■ Given exercise
Gather every line of the material that contains the string "orange", treating uppercase and lowercase as different.

══ Given entries

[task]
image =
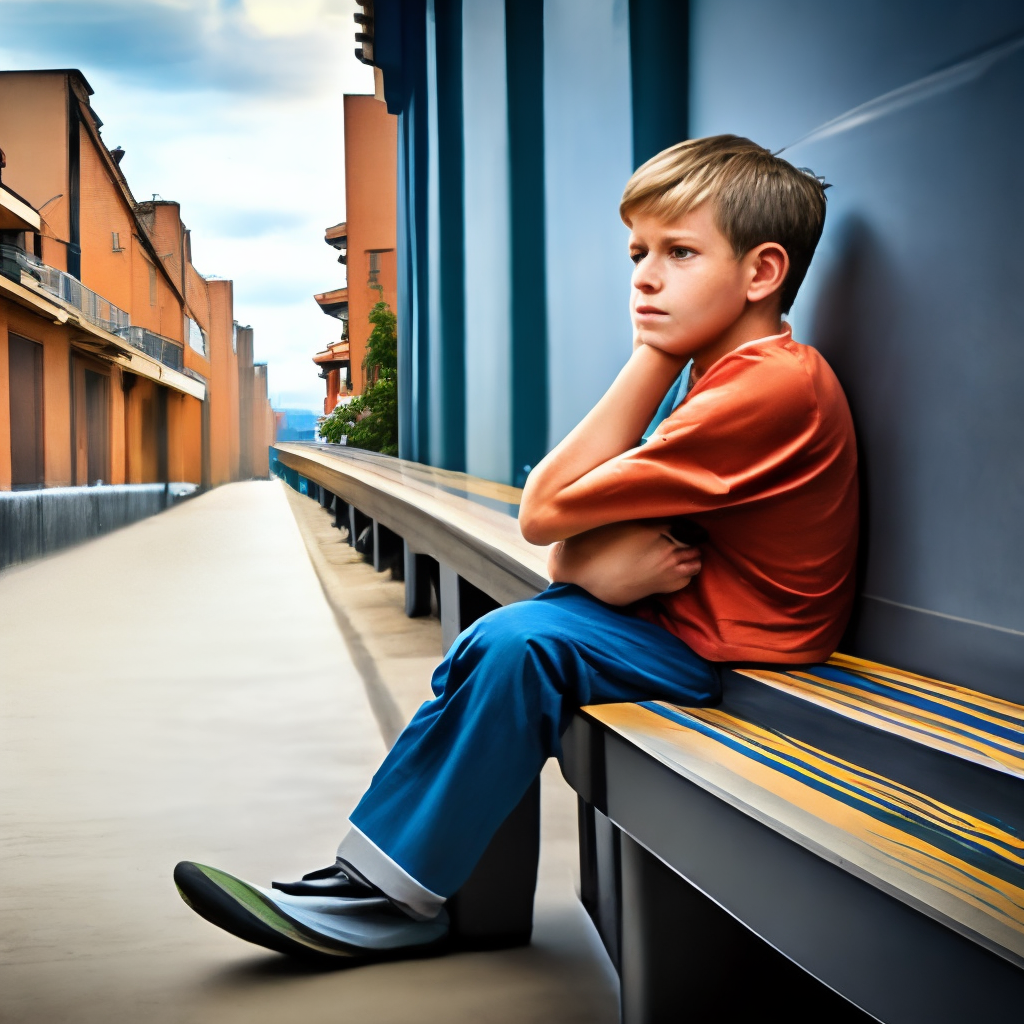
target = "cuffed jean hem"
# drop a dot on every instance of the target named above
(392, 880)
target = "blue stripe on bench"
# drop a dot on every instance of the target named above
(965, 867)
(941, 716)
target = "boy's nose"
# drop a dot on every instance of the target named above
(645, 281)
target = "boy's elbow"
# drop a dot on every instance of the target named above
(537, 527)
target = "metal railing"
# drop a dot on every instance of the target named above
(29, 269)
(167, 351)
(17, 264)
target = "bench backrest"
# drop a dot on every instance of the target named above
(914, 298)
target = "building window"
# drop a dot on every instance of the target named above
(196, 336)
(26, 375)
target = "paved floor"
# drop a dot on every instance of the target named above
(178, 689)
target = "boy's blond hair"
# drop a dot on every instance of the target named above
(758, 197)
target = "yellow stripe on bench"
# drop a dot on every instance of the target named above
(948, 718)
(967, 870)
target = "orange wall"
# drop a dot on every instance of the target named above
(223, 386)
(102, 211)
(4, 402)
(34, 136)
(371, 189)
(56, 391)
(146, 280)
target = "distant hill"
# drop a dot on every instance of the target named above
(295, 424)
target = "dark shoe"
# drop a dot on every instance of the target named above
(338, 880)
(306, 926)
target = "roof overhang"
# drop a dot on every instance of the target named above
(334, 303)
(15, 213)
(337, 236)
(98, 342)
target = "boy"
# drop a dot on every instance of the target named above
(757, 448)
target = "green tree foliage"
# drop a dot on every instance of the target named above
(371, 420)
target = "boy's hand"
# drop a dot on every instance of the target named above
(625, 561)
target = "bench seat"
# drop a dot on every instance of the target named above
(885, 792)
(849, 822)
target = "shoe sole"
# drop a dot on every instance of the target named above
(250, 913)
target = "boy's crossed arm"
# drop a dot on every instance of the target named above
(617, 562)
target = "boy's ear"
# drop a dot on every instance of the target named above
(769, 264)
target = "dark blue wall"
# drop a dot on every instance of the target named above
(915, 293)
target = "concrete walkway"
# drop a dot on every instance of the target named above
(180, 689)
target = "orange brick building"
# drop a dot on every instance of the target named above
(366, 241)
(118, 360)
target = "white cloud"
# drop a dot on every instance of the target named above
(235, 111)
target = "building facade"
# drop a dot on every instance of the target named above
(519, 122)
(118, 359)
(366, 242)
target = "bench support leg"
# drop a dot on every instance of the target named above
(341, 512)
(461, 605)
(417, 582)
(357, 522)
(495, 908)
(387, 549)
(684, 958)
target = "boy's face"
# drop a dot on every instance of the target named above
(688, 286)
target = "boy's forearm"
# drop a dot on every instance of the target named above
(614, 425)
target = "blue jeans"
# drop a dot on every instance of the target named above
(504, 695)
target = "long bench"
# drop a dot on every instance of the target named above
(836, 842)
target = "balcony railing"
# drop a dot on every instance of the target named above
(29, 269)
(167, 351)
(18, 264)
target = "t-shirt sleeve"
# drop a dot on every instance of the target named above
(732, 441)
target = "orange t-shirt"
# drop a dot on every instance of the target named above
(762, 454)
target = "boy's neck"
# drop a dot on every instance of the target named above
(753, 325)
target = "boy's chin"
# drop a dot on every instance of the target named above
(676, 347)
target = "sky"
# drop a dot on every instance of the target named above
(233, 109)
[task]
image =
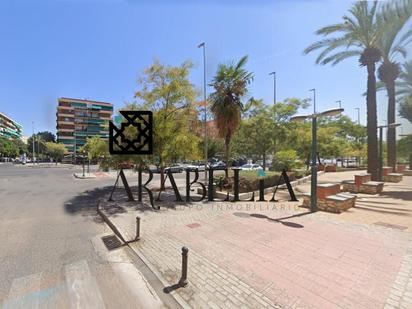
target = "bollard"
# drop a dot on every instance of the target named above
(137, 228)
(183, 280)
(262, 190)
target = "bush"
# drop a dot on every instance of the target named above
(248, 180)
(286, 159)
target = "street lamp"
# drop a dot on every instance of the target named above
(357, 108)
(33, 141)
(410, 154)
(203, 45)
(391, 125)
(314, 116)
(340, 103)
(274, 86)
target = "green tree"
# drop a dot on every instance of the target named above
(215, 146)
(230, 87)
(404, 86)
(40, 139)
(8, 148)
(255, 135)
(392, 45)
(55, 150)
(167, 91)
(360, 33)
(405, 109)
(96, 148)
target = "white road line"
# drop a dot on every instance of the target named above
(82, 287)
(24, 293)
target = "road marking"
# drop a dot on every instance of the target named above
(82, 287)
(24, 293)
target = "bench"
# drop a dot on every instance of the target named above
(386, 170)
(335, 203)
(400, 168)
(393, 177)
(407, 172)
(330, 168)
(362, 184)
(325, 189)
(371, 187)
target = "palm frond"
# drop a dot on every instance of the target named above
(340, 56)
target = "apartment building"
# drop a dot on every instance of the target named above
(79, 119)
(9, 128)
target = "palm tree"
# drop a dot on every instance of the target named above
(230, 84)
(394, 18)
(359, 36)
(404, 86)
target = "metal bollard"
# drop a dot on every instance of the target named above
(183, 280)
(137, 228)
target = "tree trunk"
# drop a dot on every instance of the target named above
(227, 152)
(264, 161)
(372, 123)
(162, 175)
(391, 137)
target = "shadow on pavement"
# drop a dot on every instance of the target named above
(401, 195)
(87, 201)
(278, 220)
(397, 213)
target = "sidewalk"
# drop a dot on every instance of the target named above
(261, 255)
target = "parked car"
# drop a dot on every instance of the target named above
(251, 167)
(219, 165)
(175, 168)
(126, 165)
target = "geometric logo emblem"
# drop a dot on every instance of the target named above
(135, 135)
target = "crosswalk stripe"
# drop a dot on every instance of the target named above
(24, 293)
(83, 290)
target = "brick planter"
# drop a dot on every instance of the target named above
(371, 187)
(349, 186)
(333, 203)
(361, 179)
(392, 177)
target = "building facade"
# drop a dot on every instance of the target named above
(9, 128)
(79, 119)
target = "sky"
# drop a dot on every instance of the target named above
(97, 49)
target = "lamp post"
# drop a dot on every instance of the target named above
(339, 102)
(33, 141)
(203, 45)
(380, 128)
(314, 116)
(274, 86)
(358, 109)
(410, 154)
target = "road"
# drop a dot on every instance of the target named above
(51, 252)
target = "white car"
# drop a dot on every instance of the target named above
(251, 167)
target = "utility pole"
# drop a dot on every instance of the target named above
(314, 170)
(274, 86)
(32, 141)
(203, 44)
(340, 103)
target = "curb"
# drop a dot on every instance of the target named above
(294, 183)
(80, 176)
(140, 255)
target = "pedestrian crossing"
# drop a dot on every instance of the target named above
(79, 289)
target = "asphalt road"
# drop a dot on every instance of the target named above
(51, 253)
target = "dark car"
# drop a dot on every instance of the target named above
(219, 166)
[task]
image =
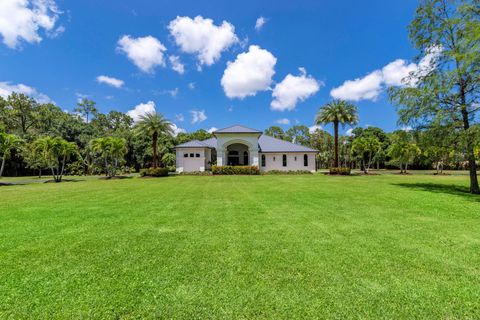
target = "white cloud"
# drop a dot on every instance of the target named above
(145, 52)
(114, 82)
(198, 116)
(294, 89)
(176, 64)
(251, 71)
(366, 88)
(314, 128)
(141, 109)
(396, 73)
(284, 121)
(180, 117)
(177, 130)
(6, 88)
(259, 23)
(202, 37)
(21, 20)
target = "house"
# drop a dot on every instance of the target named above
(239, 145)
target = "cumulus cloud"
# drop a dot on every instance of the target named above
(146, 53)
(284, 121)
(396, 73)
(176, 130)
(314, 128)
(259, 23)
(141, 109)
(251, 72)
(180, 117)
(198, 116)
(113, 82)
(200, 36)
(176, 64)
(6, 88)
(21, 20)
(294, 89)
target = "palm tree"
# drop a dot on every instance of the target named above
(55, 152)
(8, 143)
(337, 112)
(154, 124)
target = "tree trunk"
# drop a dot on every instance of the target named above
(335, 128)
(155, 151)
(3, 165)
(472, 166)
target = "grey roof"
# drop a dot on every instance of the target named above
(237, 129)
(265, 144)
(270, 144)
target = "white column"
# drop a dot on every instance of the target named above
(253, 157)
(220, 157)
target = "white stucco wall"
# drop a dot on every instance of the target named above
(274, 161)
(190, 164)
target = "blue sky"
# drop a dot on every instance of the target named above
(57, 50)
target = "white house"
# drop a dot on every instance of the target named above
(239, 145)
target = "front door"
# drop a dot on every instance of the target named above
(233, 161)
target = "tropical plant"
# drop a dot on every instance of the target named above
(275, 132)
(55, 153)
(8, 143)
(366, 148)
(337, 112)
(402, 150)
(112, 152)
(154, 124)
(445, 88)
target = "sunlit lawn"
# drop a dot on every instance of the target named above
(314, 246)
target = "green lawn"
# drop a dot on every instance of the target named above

════

■ Solution for this exercise
target = "orange wall"
target = "orange brick building"
target = "orange t-shirt"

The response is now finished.